> **Document section**
╭──
In another aspect of the disclosed technology, the compositions disclosed herein may be used for pest control. The above-described compositions are effective at eliciting knockdown or killing a range of insects (e.g., acting as an insecticide). The compositions may have knockdown or mortality efficacies in one or more pests, including flies, ants, cockroaches, spiders, mosquitoes, fruit flies, moths, multi-colored Asian lady beetles, beetles, gnats, wasps, hornets, pill bug, sow bugs, crickets, silverfish, millipedes, centipedes, or any combination thereof. In some embodiments, the emulsion composition may demonstrate pest control efficacy on Campanotus floridanus, Blatella germanica, Aedes aegypti, Musca domestica, Rhipicephalus sanguineus, Euborellia annulipes, Thermobia domestica, Monomorium pharaonic, Linepithema humile, Parasteatoda tepidariorum, Periplaneta americana, Drosophila melanogaster, Plodia interpunctella, or any combination thereof.
╰──
> **Supplied records**
╭──
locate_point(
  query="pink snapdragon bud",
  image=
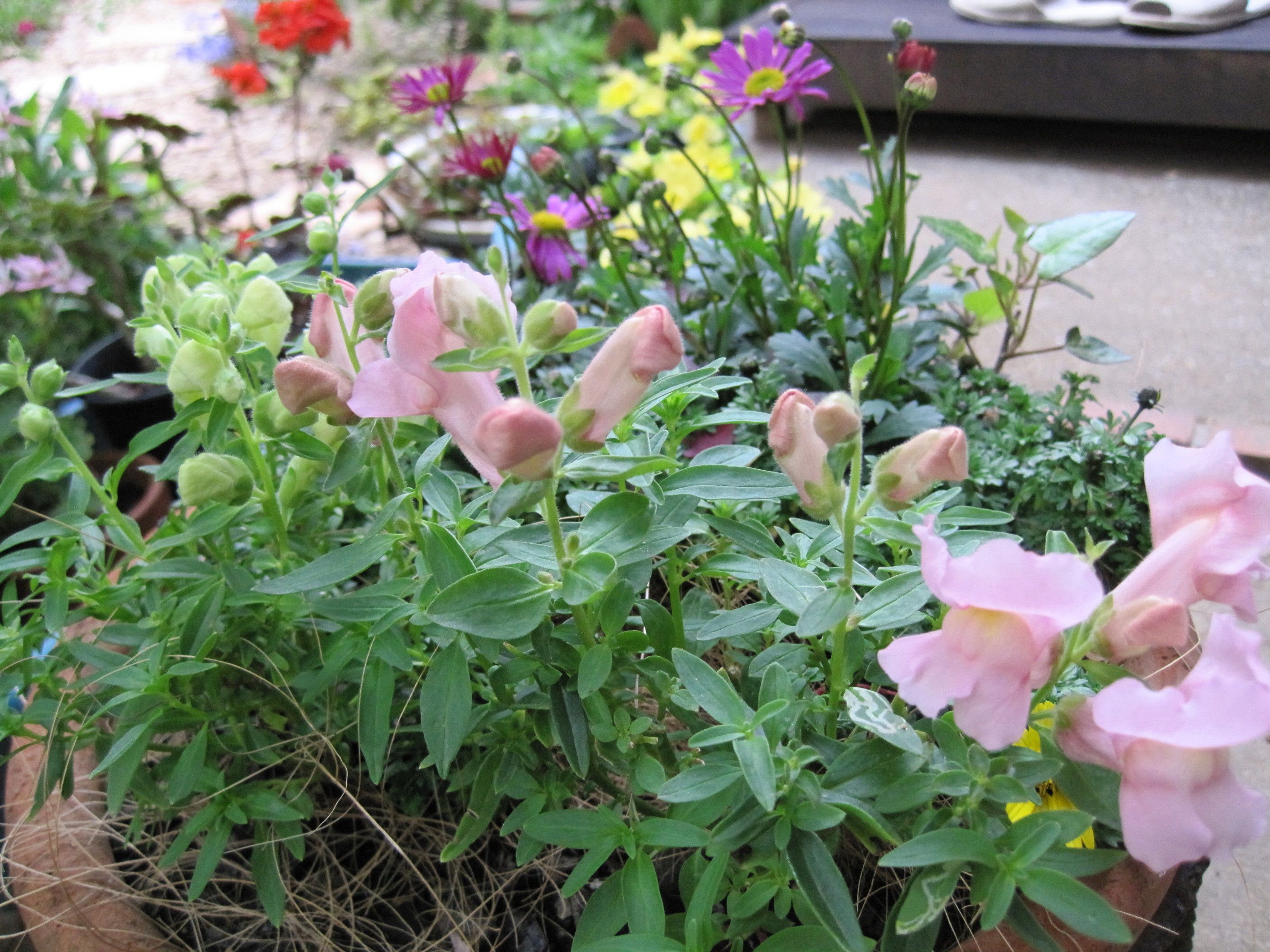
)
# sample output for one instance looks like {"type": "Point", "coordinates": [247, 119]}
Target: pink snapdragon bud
{"type": "Point", "coordinates": [1210, 523]}
{"type": "Point", "coordinates": [836, 418]}
{"type": "Point", "coordinates": [1147, 622]}
{"type": "Point", "coordinates": [520, 439]}
{"type": "Point", "coordinates": [801, 451]}
{"type": "Point", "coordinates": [1179, 799]}
{"type": "Point", "coordinates": [643, 346]}
{"type": "Point", "coordinates": [1008, 610]}
{"type": "Point", "coordinates": [912, 467]}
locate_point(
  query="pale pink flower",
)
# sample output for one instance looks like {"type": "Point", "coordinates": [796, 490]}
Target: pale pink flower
{"type": "Point", "coordinates": [799, 449]}
{"type": "Point", "coordinates": [405, 384]}
{"type": "Point", "coordinates": [1179, 799]}
{"type": "Point", "coordinates": [520, 439]}
{"type": "Point", "coordinates": [643, 346]}
{"type": "Point", "coordinates": [1008, 609]}
{"type": "Point", "coordinates": [1210, 525]}
{"type": "Point", "coordinates": [911, 469]}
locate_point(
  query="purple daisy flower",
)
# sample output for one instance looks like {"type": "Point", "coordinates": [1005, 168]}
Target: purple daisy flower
{"type": "Point", "coordinates": [437, 88]}
{"type": "Point", "coordinates": [768, 72]}
{"type": "Point", "coordinates": [550, 251]}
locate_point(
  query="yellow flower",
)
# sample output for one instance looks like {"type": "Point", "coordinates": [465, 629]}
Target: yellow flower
{"type": "Point", "coordinates": [1051, 796]}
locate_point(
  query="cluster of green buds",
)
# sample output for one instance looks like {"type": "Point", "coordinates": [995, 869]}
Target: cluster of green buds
{"type": "Point", "coordinates": [36, 421]}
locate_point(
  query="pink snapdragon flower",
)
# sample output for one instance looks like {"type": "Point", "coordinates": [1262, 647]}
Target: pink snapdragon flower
{"type": "Point", "coordinates": [326, 383]}
{"type": "Point", "coordinates": [1008, 610]}
{"type": "Point", "coordinates": [437, 88]}
{"type": "Point", "coordinates": [799, 450]}
{"type": "Point", "coordinates": [1179, 799]}
{"type": "Point", "coordinates": [1211, 526]}
{"type": "Point", "coordinates": [643, 346]}
{"type": "Point", "coordinates": [764, 70]}
{"type": "Point", "coordinates": [405, 384]}
{"type": "Point", "coordinates": [552, 252]}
╰──
> **Exercise requirements**
1: Collect every line of the entries that contains the word "yellow", treating case as significant.
2: Extend the passage on pest control compositions with the sentences that would follow its final one.

> **Answers in order**
1:
  query="yellow flower",
Target: yellow flower

2:
In some embodiments, the emulsion composition may be applied to a person, a surface, an area, or an animal in need of pest control. The current disclosure also describes a method of killing insects including applying to a surface in need thereof an aqueous and/or reversible emulsion composition for pest control. “Applying” may include wiping, spraying, pouring, or orienting the surface closely adjacent to the composition, or otherwise exposing a surface to the composition. Spraying the composition may include spraying with a trigger spray mechanism, hose-end attachment, squeeze bottle or by an aerosol.
Surprisingly, it was determined that the compositions disclosed herein are effective at knocking down and/or killing multiple types of insects (e.g., crawling insects and flying insects), with pest control compositions including an active ingredient, at least one non-aqueous solvent, at least one surfactant, and water. The compositions effective knocking down and/or killing multiple types of insects may also include a synergist. In some aspects, the pest control composition is a stable emulsion (i.e., having a single phase) which does not require shaking before use.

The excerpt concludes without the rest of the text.